[Items listed in a dataset]
------------------------------------

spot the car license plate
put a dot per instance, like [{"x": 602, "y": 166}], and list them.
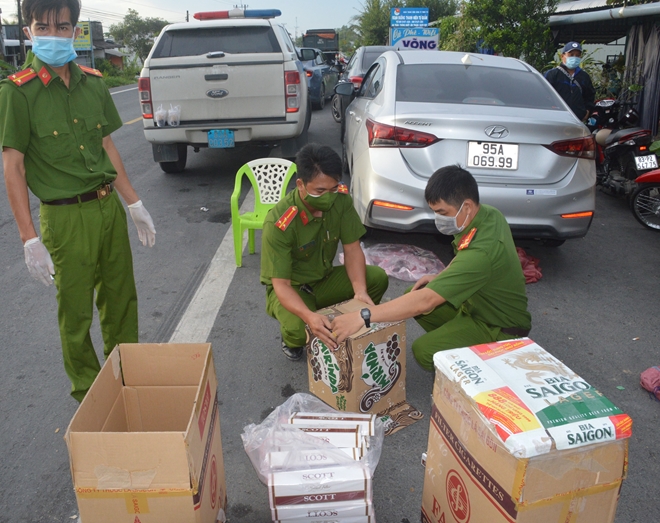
[
  {"x": 646, "y": 162},
  {"x": 221, "y": 138},
  {"x": 489, "y": 155}
]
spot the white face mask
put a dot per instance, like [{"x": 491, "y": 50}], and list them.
[{"x": 447, "y": 224}]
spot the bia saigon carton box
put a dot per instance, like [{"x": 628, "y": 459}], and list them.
[
  {"x": 516, "y": 436},
  {"x": 367, "y": 373},
  {"x": 145, "y": 445}
]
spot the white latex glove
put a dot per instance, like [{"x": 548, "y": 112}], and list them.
[
  {"x": 144, "y": 223},
  {"x": 39, "y": 261}
]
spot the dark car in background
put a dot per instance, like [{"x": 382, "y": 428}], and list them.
[
  {"x": 354, "y": 71},
  {"x": 322, "y": 75}
]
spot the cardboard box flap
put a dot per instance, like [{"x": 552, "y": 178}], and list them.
[
  {"x": 99, "y": 401},
  {"x": 120, "y": 460},
  {"x": 163, "y": 364},
  {"x": 532, "y": 401}
]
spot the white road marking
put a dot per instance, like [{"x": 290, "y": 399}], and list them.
[
  {"x": 124, "y": 91},
  {"x": 199, "y": 317}
]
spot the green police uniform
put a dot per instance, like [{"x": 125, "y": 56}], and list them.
[
  {"x": 60, "y": 131},
  {"x": 485, "y": 291},
  {"x": 298, "y": 247}
]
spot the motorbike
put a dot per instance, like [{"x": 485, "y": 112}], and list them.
[
  {"x": 645, "y": 200},
  {"x": 623, "y": 159}
]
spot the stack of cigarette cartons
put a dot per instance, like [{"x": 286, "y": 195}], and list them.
[
  {"x": 328, "y": 483},
  {"x": 367, "y": 372},
  {"x": 518, "y": 437}
]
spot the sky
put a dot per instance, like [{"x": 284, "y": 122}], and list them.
[{"x": 297, "y": 15}]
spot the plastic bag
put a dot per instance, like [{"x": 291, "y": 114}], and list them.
[
  {"x": 160, "y": 116},
  {"x": 405, "y": 262},
  {"x": 174, "y": 115},
  {"x": 530, "y": 266},
  {"x": 650, "y": 380},
  {"x": 276, "y": 435}
]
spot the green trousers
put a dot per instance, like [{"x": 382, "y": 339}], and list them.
[
  {"x": 335, "y": 288},
  {"x": 89, "y": 245},
  {"x": 450, "y": 328}
]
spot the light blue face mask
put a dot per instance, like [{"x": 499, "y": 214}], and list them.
[
  {"x": 572, "y": 62},
  {"x": 53, "y": 50}
]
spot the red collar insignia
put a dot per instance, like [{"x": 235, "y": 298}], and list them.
[
  {"x": 465, "y": 241},
  {"x": 286, "y": 219}
]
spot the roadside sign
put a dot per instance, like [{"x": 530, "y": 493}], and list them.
[
  {"x": 409, "y": 16},
  {"x": 84, "y": 40},
  {"x": 414, "y": 38}
]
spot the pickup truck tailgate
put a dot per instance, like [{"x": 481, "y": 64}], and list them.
[{"x": 232, "y": 87}]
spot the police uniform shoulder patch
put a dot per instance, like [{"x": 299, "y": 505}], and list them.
[
  {"x": 23, "y": 77},
  {"x": 465, "y": 241},
  {"x": 89, "y": 70},
  {"x": 286, "y": 219}
]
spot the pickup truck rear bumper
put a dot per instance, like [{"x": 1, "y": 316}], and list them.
[{"x": 197, "y": 135}]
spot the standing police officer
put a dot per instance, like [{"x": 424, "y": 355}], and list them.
[
  {"x": 56, "y": 118},
  {"x": 299, "y": 242},
  {"x": 480, "y": 296},
  {"x": 572, "y": 83}
]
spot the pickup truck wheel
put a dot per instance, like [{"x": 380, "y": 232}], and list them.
[{"x": 179, "y": 165}]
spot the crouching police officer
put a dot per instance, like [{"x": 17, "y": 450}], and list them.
[
  {"x": 299, "y": 242},
  {"x": 480, "y": 296}
]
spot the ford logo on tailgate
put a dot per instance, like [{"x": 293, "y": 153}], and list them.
[{"x": 217, "y": 93}]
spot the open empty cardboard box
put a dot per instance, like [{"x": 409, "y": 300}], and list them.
[{"x": 145, "y": 444}]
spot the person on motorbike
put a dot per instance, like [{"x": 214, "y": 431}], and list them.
[{"x": 573, "y": 83}]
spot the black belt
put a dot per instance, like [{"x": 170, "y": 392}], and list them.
[
  {"x": 515, "y": 331},
  {"x": 98, "y": 194}
]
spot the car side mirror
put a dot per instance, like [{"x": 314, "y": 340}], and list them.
[{"x": 345, "y": 89}]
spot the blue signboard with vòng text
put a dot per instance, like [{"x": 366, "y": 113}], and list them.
[{"x": 409, "y": 16}]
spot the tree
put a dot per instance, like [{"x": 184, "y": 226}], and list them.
[
  {"x": 373, "y": 23},
  {"x": 517, "y": 28},
  {"x": 137, "y": 33}
]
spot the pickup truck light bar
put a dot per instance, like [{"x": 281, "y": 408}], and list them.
[{"x": 238, "y": 13}]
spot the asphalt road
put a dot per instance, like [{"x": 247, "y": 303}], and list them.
[{"x": 595, "y": 308}]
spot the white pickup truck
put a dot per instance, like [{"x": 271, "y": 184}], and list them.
[{"x": 236, "y": 80}]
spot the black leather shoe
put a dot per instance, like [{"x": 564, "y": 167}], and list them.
[{"x": 293, "y": 353}]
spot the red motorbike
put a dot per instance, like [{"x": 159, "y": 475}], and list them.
[{"x": 645, "y": 201}]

------------------------------------

■ WHAT YOU ARE ASKED TO DO
All lines above with the word "light" need to be reported.

■ WRITTEN RESPONSE
spot the light blue face mask
spot the pickup truck light bar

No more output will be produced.